- **INSTRUCTIONS FOR THE TASK**
What do the lines from the one containing "of the tree" through the end of the entries say? Quote them exactly, and only them.

- **EXERCISE MATERIALS**
--- BEGIN ---

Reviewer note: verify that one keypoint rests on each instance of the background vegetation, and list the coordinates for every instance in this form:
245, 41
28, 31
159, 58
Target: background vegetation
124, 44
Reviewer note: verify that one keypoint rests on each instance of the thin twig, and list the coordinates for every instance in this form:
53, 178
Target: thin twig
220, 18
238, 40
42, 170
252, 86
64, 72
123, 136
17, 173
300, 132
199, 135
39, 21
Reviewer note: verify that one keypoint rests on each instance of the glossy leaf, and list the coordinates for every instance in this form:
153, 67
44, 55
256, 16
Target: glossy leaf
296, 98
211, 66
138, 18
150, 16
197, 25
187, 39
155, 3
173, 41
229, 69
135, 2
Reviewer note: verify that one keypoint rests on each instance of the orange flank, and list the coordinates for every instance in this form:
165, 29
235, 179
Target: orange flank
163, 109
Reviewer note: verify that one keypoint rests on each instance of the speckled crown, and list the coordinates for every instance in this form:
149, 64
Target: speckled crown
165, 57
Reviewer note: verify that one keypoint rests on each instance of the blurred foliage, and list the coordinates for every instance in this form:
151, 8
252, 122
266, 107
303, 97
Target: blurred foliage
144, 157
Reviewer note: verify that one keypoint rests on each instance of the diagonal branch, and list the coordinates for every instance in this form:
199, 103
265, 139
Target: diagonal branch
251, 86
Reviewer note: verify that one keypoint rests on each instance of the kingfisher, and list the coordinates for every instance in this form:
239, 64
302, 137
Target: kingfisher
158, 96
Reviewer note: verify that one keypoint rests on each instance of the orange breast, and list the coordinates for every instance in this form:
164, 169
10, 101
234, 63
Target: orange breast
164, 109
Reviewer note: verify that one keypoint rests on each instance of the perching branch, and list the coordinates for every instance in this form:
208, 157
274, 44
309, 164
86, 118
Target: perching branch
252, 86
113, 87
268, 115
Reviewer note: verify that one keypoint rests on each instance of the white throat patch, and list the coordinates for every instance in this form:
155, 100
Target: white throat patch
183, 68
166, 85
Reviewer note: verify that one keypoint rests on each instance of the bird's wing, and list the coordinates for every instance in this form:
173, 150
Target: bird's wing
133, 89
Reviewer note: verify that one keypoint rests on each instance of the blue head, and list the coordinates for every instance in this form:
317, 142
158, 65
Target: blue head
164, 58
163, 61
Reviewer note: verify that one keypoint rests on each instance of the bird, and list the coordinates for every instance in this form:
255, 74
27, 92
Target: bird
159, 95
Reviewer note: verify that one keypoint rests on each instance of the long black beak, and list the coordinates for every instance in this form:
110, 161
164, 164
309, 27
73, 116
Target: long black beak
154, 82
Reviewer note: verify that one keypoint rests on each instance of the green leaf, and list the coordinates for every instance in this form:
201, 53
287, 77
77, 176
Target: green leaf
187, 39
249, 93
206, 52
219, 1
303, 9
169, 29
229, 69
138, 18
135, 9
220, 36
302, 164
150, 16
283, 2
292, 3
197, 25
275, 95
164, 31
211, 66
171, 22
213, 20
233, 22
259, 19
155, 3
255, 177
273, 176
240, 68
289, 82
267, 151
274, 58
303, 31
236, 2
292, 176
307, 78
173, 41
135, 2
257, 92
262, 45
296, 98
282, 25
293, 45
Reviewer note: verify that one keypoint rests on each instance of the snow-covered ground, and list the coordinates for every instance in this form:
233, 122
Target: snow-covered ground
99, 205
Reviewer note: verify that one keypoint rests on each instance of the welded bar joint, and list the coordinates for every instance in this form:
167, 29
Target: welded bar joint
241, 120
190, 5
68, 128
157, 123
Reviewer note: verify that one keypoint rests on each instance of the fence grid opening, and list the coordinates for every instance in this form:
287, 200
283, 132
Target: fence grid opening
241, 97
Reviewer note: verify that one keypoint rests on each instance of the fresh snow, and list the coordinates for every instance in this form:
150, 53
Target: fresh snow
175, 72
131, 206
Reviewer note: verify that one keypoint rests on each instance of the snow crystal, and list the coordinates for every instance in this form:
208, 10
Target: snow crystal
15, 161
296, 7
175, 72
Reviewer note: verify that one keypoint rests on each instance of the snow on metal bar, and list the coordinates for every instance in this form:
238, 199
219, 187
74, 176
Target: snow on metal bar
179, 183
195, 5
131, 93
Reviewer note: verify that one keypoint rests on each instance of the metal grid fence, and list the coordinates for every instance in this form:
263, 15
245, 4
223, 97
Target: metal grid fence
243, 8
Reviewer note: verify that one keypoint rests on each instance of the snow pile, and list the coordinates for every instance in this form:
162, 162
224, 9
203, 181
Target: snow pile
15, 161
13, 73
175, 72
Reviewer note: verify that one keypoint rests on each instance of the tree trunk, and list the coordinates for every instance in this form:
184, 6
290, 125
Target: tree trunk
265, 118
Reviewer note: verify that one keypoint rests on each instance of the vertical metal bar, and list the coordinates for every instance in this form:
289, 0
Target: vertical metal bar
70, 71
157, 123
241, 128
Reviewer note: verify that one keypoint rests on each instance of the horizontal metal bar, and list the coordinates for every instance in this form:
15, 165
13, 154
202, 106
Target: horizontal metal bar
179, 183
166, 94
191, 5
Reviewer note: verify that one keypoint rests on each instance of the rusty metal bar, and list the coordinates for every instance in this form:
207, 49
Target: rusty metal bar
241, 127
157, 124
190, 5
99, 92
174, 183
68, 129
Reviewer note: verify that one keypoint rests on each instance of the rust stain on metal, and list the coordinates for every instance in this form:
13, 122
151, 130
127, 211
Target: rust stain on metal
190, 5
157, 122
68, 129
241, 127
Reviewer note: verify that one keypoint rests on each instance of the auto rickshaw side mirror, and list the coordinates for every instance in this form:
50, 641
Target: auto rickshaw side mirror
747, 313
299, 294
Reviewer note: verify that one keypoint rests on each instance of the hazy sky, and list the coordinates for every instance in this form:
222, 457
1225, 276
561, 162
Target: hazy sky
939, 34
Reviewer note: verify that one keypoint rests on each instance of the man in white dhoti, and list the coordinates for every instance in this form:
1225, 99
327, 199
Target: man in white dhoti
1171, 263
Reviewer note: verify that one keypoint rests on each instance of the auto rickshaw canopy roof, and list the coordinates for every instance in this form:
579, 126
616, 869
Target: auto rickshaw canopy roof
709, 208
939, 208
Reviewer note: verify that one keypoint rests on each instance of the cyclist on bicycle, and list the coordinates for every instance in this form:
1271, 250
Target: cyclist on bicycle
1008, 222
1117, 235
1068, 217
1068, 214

--- END ---

- **SOLUTION TO THIS PROBLEM**
Reviewer note: verify that one keypoint rests on each instance of the tree trunk, and list the coordinates for every instance in this form:
184, 6
290, 125
Target: tree trunk
265, 118
Reviewer note: verify that one keypoint rests on each instance of the vertical metal bar, and list the coordinates for every instance in this form:
289, 0
Target: vertical metal bar
70, 71
157, 123
241, 128
Reviewer note: verify that one keypoint rests on each instance of the horizontal metal bar, and list the coordinates for every instance in this form:
15, 165
13, 154
202, 106
Target: horizontal metal bar
179, 183
166, 94
191, 5
Reviewer note: verify that one keypoint rests on each instance of the rusty metal bar, and list the coordinates for every instance in this form:
207, 49
Target: rusty metal bar
241, 127
157, 124
190, 5
99, 92
174, 183
68, 129
Reviewer note: verify that one keypoint rests on each instance of the rust stain on metal, and list the coordinates for every instance in this form:
13, 122
151, 130
127, 211
Target: rust stain on metal
190, 5
157, 122
68, 129
241, 127
Reviewer note: verify that one keypoint rests on each instance of the auto rickshaw side mirror, and list the coordinates for every instance in this form:
50, 641
Target: auto rickshaw side mirror
747, 313
299, 294
Reviewer note: verify that one keypoint rests on each instance of the hazy sky, and list the coordinates for every instance in this form:
222, 457
1225, 276
561, 162
Target: hazy sky
939, 34
Reviewer note: verify that one keypoint rests on each instance of the man in white dhoti, and list the coordinates for every instance in this form:
1225, 99
327, 199
Target: man in white dhoti
1171, 263
Reviewer note: verify that one keypoint rests on each instance of the auto rickshaw canopy roof, and list the coordinates for every instance in this form:
579, 126
616, 869
Target: auto rickshaw canopy roof
709, 208
939, 208
Reviewer note: verify that one keypoint rests on each instance of the cyclist on bicycle, and list the coordinates for every instance in this form:
1271, 250
Target: cyclist on bicycle
1008, 222
1117, 235
1068, 217
1068, 214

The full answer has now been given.